WORK REQUIRED: Without copying any picture, return all lines below exactly.

[MATERIAL FOR THIS EXERCISE]

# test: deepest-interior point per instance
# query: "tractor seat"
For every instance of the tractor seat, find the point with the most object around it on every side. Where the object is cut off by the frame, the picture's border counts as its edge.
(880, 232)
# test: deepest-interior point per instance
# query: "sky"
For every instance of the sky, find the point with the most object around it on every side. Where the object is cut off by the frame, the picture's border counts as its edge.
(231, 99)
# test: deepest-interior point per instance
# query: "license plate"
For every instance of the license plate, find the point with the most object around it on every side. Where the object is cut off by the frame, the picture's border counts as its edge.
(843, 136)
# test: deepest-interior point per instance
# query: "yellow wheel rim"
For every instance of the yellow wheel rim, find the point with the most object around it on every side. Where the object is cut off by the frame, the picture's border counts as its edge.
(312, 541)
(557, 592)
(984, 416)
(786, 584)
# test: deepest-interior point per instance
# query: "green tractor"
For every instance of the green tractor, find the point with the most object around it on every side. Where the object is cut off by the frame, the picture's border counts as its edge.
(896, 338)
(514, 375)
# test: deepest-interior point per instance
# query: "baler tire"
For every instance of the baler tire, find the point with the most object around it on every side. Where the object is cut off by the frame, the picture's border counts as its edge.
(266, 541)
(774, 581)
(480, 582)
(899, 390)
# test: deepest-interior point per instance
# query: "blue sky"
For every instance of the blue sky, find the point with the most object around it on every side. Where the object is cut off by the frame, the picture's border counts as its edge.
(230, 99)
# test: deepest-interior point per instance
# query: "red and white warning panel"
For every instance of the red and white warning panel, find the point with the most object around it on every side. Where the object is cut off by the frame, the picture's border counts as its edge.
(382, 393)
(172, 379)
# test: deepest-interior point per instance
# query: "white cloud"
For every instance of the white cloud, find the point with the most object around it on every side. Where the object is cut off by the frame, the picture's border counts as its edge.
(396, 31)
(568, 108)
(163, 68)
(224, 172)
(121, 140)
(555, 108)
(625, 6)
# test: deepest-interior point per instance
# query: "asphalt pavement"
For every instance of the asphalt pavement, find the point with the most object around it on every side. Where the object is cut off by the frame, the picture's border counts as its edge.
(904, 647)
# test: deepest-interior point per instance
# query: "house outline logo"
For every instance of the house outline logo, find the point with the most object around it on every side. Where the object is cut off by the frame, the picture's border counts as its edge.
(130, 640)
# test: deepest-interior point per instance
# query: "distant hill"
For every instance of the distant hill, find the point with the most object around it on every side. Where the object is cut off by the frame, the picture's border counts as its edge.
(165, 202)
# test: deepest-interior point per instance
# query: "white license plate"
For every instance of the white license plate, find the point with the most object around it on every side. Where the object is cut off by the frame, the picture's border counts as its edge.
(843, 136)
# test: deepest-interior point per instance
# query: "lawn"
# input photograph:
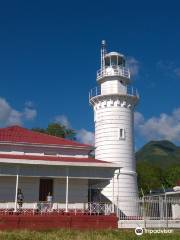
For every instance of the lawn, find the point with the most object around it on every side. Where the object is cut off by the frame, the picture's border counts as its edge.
(83, 235)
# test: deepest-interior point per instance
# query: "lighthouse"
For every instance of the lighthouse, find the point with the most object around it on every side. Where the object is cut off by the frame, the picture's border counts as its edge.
(113, 102)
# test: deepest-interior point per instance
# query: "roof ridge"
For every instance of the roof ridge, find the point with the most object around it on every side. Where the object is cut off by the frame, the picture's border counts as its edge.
(17, 133)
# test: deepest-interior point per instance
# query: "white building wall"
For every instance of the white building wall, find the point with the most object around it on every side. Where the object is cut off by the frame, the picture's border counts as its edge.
(30, 188)
(78, 190)
(7, 189)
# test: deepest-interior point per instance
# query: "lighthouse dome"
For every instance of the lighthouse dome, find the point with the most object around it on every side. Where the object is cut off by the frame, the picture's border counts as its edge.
(114, 59)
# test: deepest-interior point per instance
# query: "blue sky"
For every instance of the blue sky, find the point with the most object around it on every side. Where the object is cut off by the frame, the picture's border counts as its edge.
(50, 51)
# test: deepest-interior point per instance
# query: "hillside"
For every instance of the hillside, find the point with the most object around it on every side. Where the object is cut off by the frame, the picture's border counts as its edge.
(159, 153)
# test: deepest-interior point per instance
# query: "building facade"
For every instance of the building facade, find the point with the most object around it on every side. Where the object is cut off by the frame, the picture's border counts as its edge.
(40, 164)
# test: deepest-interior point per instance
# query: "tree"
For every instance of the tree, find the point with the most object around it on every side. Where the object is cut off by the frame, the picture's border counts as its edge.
(58, 130)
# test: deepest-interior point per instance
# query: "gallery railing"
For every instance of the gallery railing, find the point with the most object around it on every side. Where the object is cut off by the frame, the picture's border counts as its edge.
(90, 208)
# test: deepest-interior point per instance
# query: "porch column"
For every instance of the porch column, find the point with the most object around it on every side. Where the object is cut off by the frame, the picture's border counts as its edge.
(113, 194)
(67, 191)
(16, 192)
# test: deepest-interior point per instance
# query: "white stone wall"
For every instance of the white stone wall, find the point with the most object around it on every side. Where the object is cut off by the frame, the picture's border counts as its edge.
(113, 113)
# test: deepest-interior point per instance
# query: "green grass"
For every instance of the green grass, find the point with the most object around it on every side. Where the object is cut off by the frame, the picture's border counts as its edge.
(83, 235)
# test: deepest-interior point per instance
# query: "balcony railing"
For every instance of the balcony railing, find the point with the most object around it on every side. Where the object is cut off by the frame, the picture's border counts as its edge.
(114, 71)
(97, 92)
(90, 208)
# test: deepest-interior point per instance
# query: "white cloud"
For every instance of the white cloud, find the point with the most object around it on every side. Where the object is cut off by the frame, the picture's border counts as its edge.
(163, 127)
(30, 113)
(10, 116)
(85, 136)
(133, 65)
(62, 119)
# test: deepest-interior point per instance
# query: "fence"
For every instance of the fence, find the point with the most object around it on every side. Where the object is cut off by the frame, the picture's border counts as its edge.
(158, 211)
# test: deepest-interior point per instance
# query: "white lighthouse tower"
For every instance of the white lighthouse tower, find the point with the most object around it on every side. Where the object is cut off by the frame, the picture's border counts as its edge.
(113, 102)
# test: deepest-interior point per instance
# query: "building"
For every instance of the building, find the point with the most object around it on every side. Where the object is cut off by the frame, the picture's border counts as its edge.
(40, 164)
(113, 102)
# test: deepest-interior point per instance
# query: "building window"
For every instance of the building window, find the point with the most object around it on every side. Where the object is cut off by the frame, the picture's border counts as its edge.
(121, 134)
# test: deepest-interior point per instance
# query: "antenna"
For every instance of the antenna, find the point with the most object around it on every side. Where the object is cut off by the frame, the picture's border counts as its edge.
(103, 52)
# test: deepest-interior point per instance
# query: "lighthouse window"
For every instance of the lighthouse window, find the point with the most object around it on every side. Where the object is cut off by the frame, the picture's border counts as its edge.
(121, 133)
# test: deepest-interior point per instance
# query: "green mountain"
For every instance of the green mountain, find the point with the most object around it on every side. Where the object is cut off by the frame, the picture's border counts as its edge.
(159, 153)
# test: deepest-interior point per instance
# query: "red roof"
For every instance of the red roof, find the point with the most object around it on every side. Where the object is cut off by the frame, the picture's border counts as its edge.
(18, 134)
(51, 158)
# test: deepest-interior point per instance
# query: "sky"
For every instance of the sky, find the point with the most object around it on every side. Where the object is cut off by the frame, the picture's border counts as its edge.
(50, 52)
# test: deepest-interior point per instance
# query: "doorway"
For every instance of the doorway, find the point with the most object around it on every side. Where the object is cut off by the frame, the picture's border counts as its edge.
(45, 186)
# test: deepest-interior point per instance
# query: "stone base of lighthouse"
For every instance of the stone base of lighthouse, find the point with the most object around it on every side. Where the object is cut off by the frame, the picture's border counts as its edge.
(123, 193)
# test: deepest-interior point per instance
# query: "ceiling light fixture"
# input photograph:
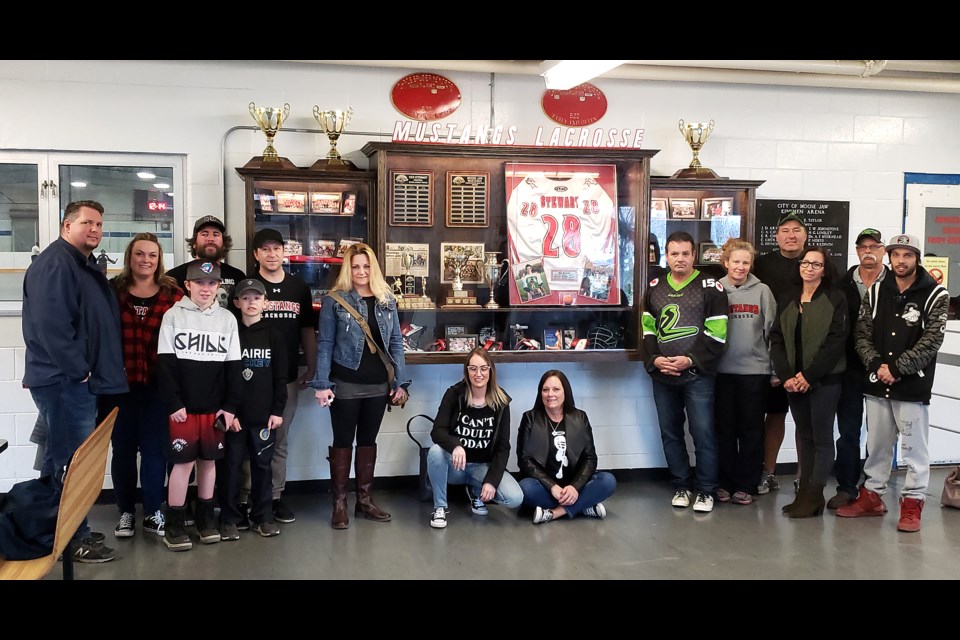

[/MATERIAL FOR THIS EXERCISE]

SOLUTION TO THIS EXERCISE:
# test: deepest-interior point per instance
# query: "tractor seat"
For every instance of the tractor seat, find the point with the most object around it on every side. Where the object is cut off by the frame, the picture's border counts as its edge.
(880, 232)
# test: deepest-interior point per instance
# query: "sky"
For every instance of the sky, find the point with the most object around it on every side. Where the object is cut off by the frame, the picture's border counts as its edge.
(231, 99)
# test: deepest-interior point per instance
# query: "license plate"
For every instance of the license plate, find the point with the most object around it on every side. Where the object is cut off by the frame, the picture's border counts as its edge.
(843, 136)
# test: deepest-interior point per instance
# query: "yellow wheel rim"
For every instance of the yellow wheel rim, find the point with the most object around it on every side. Where the object is cut off by the frame, the picture's border counts as its edge.
(312, 541)
(557, 592)
(984, 416)
(786, 584)
# test: deepest-interior point per instance
# query: "green tractor"
For every instance of the green tractor, find the point with the most object around it on every side. Where the object is cut off by the frame, the picture's border counts as its edge.
(896, 338)
(514, 375)
# test: deepest-interior point per instance
# query: "baler tire"
For every instance of the baler tire, find the point with the most object around it on every side. Where the object is cut off by the frame, the picture's border counts as its edge.
(266, 541)
(774, 581)
(480, 582)
(899, 390)
# test: deepest-interior point per instance
# query: "blue sky"
For every instance of the blue sky, find the point with the most object around it on every side. Where the object is cut off by the frame, the picture's border counts as its edge.
(230, 99)
# test: deepest-interior point per instance
# query: "red and white warning panel"
For every instance of the red and white warning panel, find the point with the most object around it on every side. Where the object is cut off by the frame, the picture's border counts as its edge.
(382, 393)
(172, 379)
# test: deepest-interior point per instance
# query: "white cloud"
For every instance of the white cloud, find the point with the most object around it on every side. Where the object is cut off by the frame, the picture's border counts as its edge.
(396, 31)
(568, 108)
(163, 68)
(224, 172)
(121, 140)
(555, 108)
(625, 6)
# test: deepest-interior point per instance
# query: "asphalt pavement"
For every instance of the asphalt pavement, find the point with the most object around it on every side. Where the object is cut off by the frame, the picture's border counts as its edge.
(904, 647)
# test: deepest-interior point per instance
# query: "house outline logo"
For every instance of the house outline logo, find the point with the most object around it on every side. Where the object is cut off by the frame, the picture's border counts as its edge.
(130, 640)
# test: deepest-interior point per instance
# query: "distant hill"
For every instance of the distant hill, find the point with the most object around it on every side. Where the object is cut off by the frame, the picture's border counts as its edge.
(165, 202)
# test: deepest-interior point per instance
# query: "white license plate"
For every instance of the white license plate, find the point with the most object around it on every side. Where the object is cut off by the frame, the picture's border counts as its edge.
(843, 136)
# test: deepest-interior point per instance
# query: "lawn"
# input photograph:
For every instance of the lawn, find the point with the most object around it on every side. Where the object is cut off by the frame, the picture's border counts as its edge.
(83, 235)
# test: deepest-interior point per instance
# query: "lighthouse"
For every instance of the lighthouse, find the point with the most object around it on every side. Where the object is cut off by the frame, the picture's border counts as its edge.
(113, 102)
# test: deepest-interior point per instance
# query: "roof ridge"
For every instance of the roof ridge, find the point with the most object around it on every side. Where the object is cut off by the frame, the picture's border counts as its edge.
(17, 133)
# test: deepest-interior point per instance
# query: "white building wall"
For every instance of the white building wall, find the point with the most object around it on every side. Where the object is cut off by the frame, the picture's border counts as its edge.
(30, 188)
(78, 190)
(7, 189)
# test: deepest-interior point per instance
# query: "lighthouse dome"
For every instance of the lighthouse dome, find the point with the most object around it on every side. Where the object is cut off by the frame, the picture's border counts as its edge.
(114, 59)
# test: deepest-interior point per instance
# query: "blue sky"
For every instance of the blue sky, find the point with the most object around it on every side. Where the object is cut off by the frame, the picture's border counts as its edge.
(50, 51)
# test: deepest-interior point per instance
# query: "hillside"
For every instance of the hillside, find the point with the most object around it on every side. Where the object is cut off by the frame, the picture's border counts as its edge.
(159, 153)
# test: deepest-interior point per instance
# query: "building facade"
For every instance of the building facade, find the point with the most object around it on every side. Where the object is cut off by the frame, the picture's border counts as its edge.
(40, 164)
# test: deepest-interior point per instance
# query: "tree"
For every instance of the tree, find the point with the most object around it on every side. Where the object is cut off by the frame, the picture's border counts as its edge.
(58, 130)
# test: deepest-interior point per instance
# query: "gallery railing"
For every instance of the gallery railing, find the point with the most object around it on every side. Where the object is cut off by the frame, the picture's border counts as its edge.
(90, 208)
# test: deepest-interior point per instance
# query: "porch column"
For every instance of the porch column, find the point with the most object around it on every side. Where the object is cut off by the frame, the picture's border counts as its edge.
(113, 194)
(67, 191)
(16, 192)
# test: deepest-interior point per instance
# query: "white stone wall"
For every instance of the white stone wall, find the point with the most object around it on every side. Where the object is cut off by the frame, the picture's border counts as its edge.
(113, 113)
# test: deepest-interior point per instance
# query: "green grass"
For every instance of the green grass, find the point with the most object around it on every side. Where the object is cut off by the frame, the picture's border counts as its edge.
(83, 235)
# test: deepest-interior point per instance
# query: "balcony railing"
For every instance of the balcony railing, find the point with the most object around it on every side. Where the object is cut off by the frame, the picture's border counts as its edge.
(114, 71)
(97, 92)
(90, 208)
# test: deepest-interior point per instance
# query: "white cloud"
For every instance of the white cloud, find the point with the most object around it on every side. Where the object is cut off by the frame, the picture's border counts as its edge.
(163, 127)
(30, 113)
(10, 116)
(85, 136)
(133, 65)
(62, 119)
# test: deepest-interior point per instance
# query: "fence"
For every instance of the fence, find the point with the most object around it on every side. Where the object is cut off by the frame, the picture's border counts as its edge.
(158, 211)
# test: deepest-interior point per instance
# query: "white lighthouse tower"
For every instance of the white lighthouse tower, find the point with the most object around it on every side. Where the object is cut off by the frame, the picture's border counts as its edge.
(113, 102)
# test: deepest-interior point per instance
# query: "building"
For every instance of the building, find the point with the most object around it on every side. Where the object is cut off by the frame, the picture's border counts as its edge.
(40, 164)
(113, 102)
# test: deepest-interior point per instance
# query: "building window"
For every instance of the building window, find the point with the most object around it on every side. Where the object is cut off by the frame, the picture's border counts as its edge.
(121, 134)
# test: deepest-interior point per instance
# query: "antenna"
For every instance of the antenna, find the point with the most object around it on every side. Where the object is cut off by the frame, the picture's border counts as its edge.
(103, 52)
# test: deepest-interior point per instance
# query: "lighthouse window"
For every instance of the lighthouse window, find the point with the most object around it on every side. Where the object is cut off by the frame, the picture's border counts as its edge.
(121, 133)
# test: deepest-interior point per instance
# query: "green mountain"
For every instance of the green mountain, find the point with the most object around it on every side. Where the object is cut off by the frame, the picture's border counts as its edge.
(159, 153)
# test: deepest-interior point per instance
# query: "red roof"
For every instance of the red roof, find the point with the most object around it on every side. Where the object is cut off by the frame, the picture's border counts as its edge.
(18, 134)
(51, 158)
# test: deepest-interior point per instance
# query: "sky"
For every instance of the sky, find the point with the most object around it on every side. Where the object is cut off by the frame, the picture's border counts as its edge.
(50, 52)
# test: deepest-interior point per instance
# query: "doorway"
For every instance of the doorway, find the point with the most object around it on every side. Where the object is cut off by the frame, the picture's border counts as its edge.
(45, 186)
# test: deepest-interior point per instance
# query: "stone base of lighthouse"
For every instance of the stone base of lighthouse, find the point with the most object around it on every side. Where the object is cut off by the frame, the picture's border counts as its edge.
(123, 193)
# test: deepest-interior point per instance
# query: "ceiling light fixture"
# input photograph:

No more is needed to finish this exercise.